* Begin INFORMATION PROVIDED *

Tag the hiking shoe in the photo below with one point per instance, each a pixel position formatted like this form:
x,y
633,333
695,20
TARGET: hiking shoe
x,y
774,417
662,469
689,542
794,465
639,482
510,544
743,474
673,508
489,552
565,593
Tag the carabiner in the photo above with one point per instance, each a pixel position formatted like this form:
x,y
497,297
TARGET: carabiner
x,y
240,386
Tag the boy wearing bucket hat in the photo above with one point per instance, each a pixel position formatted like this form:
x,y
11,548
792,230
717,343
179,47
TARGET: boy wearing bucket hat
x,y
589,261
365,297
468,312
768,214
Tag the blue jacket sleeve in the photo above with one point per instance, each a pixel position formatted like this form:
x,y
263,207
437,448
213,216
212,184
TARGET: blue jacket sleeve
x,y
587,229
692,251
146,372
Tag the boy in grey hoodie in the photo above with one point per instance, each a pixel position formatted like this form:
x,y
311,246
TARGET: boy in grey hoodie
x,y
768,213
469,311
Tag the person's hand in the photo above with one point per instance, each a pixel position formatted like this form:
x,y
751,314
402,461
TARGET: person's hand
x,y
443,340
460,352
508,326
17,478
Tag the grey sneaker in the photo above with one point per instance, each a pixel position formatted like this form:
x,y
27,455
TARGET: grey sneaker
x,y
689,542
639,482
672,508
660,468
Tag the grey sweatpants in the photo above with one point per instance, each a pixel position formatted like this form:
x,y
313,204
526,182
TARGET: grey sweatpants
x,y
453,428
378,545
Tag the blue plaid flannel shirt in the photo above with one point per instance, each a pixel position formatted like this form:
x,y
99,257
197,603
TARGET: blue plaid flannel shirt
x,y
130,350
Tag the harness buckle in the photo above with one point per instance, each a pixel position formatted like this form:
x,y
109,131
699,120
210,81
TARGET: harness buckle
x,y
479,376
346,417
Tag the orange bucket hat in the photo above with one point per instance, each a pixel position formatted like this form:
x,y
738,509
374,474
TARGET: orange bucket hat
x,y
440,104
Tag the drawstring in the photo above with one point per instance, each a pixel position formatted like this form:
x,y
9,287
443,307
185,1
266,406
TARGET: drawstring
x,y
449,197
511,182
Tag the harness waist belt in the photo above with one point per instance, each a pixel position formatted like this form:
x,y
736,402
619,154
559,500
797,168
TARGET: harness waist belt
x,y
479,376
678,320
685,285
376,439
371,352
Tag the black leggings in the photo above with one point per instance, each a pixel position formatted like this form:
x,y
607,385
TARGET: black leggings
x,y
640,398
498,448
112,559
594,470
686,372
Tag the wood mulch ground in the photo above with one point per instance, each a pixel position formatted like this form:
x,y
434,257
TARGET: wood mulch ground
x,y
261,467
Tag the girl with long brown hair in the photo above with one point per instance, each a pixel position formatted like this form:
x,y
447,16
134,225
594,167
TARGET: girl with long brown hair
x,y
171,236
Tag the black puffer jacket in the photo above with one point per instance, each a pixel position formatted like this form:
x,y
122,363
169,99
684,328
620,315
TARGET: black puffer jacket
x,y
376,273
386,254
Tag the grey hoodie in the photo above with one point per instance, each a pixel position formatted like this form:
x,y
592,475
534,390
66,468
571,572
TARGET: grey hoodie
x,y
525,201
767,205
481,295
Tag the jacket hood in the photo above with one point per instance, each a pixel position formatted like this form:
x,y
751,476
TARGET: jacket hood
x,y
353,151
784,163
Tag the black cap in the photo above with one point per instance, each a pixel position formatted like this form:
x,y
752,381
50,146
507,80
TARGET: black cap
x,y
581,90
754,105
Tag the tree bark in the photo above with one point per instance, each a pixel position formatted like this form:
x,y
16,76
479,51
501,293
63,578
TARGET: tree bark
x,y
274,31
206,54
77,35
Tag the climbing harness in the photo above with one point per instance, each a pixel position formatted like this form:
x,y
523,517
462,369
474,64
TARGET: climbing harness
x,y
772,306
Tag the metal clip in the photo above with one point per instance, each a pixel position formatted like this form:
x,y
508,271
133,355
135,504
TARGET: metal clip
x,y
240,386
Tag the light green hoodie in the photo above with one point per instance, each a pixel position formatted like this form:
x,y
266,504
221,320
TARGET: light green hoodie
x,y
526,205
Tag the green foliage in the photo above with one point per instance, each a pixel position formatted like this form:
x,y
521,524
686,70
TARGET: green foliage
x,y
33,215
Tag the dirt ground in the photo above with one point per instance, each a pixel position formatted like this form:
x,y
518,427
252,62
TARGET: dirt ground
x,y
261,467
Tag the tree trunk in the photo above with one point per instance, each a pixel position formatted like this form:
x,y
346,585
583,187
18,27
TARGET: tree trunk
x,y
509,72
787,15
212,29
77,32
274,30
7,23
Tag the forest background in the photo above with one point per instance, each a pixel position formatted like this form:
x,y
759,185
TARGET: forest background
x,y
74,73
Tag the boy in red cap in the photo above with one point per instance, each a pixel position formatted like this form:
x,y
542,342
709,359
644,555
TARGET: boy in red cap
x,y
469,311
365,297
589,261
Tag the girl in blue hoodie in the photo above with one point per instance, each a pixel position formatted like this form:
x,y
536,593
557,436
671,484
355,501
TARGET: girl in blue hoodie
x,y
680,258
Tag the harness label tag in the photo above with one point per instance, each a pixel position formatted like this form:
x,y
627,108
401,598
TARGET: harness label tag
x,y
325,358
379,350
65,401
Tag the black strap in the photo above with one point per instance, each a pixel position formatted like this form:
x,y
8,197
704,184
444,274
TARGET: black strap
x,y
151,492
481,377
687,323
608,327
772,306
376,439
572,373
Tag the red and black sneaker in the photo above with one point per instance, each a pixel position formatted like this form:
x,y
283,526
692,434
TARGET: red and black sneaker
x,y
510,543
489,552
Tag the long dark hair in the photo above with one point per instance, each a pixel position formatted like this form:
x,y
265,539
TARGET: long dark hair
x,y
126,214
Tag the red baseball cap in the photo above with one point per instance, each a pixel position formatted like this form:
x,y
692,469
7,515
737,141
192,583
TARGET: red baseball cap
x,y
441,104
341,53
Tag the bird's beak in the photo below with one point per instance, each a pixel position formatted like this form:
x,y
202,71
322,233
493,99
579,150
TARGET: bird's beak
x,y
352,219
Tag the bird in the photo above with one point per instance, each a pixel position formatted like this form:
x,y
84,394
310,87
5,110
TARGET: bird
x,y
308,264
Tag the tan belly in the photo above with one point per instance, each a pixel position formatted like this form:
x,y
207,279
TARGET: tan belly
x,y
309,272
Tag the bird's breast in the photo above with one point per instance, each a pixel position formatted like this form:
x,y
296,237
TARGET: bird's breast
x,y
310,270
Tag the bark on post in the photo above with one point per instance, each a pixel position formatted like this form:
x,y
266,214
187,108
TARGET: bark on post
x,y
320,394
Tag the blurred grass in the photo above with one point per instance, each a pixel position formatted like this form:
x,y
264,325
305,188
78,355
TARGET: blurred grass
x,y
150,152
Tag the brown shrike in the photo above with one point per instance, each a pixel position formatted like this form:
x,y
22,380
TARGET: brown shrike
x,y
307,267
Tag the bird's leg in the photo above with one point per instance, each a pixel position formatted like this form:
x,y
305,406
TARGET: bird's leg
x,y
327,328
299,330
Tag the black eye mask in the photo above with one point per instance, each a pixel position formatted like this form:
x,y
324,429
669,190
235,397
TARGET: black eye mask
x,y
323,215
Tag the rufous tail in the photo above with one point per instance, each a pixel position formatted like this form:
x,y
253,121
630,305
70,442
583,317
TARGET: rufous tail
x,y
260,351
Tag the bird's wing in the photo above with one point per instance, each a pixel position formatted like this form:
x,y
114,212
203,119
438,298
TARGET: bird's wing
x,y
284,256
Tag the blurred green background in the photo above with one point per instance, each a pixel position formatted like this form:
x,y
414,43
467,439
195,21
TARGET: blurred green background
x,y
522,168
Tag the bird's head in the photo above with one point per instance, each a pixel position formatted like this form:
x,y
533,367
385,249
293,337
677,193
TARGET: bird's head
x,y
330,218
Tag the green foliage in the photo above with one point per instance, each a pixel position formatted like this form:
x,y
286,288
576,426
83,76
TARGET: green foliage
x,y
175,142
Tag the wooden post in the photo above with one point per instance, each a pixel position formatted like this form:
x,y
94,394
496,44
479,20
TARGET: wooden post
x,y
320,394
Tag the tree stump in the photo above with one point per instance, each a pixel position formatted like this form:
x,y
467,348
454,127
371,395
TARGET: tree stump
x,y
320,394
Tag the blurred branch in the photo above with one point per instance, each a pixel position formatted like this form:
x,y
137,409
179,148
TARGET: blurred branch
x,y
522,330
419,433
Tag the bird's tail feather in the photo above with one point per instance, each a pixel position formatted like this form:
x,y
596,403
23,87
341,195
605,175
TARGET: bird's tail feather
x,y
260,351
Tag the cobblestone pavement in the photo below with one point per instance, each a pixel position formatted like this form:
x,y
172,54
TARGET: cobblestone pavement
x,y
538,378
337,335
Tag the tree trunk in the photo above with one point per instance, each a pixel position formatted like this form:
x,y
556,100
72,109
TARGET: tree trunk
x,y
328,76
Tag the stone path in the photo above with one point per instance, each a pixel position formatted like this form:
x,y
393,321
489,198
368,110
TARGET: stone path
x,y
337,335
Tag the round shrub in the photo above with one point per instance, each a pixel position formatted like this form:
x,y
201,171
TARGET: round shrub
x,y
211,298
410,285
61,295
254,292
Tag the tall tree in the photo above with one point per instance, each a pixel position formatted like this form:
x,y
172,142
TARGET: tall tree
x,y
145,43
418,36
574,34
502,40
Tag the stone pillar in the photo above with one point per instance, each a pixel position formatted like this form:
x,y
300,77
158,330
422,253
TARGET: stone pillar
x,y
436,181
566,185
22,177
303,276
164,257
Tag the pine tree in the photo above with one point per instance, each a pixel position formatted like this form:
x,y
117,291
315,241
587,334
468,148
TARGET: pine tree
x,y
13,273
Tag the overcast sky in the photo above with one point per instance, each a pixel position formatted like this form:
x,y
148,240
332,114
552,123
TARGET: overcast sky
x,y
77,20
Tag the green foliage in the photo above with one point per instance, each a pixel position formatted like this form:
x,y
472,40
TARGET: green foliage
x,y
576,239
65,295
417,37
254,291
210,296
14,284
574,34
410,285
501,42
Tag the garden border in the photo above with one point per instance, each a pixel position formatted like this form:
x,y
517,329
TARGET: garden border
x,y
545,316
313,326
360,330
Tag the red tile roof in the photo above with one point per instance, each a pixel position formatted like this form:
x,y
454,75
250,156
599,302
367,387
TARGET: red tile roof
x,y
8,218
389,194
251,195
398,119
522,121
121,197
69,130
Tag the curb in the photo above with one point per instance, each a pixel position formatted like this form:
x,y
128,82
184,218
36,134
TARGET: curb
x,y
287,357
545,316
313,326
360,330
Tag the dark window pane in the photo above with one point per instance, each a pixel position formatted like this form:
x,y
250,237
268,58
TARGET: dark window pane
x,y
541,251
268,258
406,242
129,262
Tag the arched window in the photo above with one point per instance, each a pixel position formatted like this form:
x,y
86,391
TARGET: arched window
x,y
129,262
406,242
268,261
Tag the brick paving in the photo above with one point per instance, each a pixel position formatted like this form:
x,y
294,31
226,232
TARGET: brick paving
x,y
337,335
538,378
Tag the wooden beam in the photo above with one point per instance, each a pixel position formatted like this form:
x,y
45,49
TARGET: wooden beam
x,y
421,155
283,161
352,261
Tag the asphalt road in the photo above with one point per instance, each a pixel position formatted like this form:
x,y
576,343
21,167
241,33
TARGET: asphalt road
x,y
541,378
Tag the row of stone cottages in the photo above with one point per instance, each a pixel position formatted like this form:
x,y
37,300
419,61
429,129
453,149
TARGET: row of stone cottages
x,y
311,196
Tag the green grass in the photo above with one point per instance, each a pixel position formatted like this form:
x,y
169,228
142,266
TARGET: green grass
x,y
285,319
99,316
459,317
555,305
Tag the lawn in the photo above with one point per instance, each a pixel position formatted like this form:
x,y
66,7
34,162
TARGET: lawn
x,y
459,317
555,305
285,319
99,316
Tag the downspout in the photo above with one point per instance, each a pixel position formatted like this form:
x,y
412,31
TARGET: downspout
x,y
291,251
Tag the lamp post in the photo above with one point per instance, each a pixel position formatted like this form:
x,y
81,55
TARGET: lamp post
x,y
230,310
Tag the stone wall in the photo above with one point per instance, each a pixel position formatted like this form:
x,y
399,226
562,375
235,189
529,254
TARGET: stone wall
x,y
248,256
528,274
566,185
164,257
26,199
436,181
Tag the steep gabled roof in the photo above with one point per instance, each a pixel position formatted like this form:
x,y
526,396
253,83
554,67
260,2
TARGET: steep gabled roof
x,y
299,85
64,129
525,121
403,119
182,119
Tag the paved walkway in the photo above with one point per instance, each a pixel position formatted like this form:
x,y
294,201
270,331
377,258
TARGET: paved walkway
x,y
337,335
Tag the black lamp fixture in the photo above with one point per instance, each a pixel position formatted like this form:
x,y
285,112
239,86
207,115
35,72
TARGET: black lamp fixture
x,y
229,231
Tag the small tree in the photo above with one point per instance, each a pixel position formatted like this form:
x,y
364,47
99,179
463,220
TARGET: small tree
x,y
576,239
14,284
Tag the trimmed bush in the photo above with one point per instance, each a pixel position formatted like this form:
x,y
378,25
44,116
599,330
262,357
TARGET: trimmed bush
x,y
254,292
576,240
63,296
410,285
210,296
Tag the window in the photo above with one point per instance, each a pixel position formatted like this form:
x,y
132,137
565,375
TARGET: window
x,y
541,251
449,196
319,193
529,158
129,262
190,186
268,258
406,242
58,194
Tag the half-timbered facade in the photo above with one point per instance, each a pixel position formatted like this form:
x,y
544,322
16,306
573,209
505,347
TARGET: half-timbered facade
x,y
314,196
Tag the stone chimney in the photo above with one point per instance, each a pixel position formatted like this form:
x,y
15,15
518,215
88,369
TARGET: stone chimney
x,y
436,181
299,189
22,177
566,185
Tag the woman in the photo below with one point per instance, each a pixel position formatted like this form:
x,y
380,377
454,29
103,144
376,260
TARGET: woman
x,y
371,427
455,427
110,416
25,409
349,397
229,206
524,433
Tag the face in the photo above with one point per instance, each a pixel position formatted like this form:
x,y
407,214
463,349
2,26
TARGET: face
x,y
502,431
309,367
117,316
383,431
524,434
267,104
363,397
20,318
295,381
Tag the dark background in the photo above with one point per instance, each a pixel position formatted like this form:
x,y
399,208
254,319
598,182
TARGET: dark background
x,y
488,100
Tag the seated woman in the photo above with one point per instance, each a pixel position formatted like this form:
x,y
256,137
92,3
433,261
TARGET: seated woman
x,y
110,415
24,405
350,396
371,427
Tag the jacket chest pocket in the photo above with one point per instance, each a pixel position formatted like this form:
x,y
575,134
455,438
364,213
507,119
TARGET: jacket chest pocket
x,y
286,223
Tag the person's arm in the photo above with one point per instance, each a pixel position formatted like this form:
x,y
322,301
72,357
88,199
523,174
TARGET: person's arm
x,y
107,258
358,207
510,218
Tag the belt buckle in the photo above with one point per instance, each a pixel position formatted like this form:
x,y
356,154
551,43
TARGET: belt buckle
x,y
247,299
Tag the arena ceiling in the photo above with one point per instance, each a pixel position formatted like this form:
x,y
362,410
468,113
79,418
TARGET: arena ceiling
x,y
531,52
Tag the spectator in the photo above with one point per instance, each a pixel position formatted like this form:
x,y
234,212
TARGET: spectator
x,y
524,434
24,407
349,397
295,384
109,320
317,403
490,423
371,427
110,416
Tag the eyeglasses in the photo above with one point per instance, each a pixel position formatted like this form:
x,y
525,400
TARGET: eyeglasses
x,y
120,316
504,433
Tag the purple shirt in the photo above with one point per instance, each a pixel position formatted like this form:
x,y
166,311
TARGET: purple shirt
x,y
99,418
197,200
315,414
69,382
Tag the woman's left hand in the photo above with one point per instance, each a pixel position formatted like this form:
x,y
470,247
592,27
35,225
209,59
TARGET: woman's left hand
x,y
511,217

* End INFORMATION PROVIDED *

Send back exactly the lines from the line with "Tag the arena" through the end of the records.

Tag the arena ceiling in the photo above with one point per instance, each a pixel position formatted like this form:
x,y
362,410
468,113
79,418
TARGET: arena ceiling
x,y
531,52
Tag the spectator in the photo above with one point per instance, each a pixel position formatted like this form:
x,y
234,212
TARGET: spectator
x,y
524,434
24,407
349,397
295,384
109,320
317,403
490,423
371,427
110,416
Tag the eyeglasses in the photo above with one point per instance, each a pixel position formatted like this form:
x,y
525,400
TARGET: eyeglasses
x,y
120,316
504,433
Tag the purple shirt in the photo above with one point per instance, each a pixel position formatted like this form:
x,y
166,311
TARGET: purple shirt
x,y
99,418
197,200
315,414
69,382
Tag the woman's left hand in the photo above with one point per instance, each a pixel position formatted like this form:
x,y
470,247
592,27
35,225
209,59
TARGET: woman's left hand
x,y
511,217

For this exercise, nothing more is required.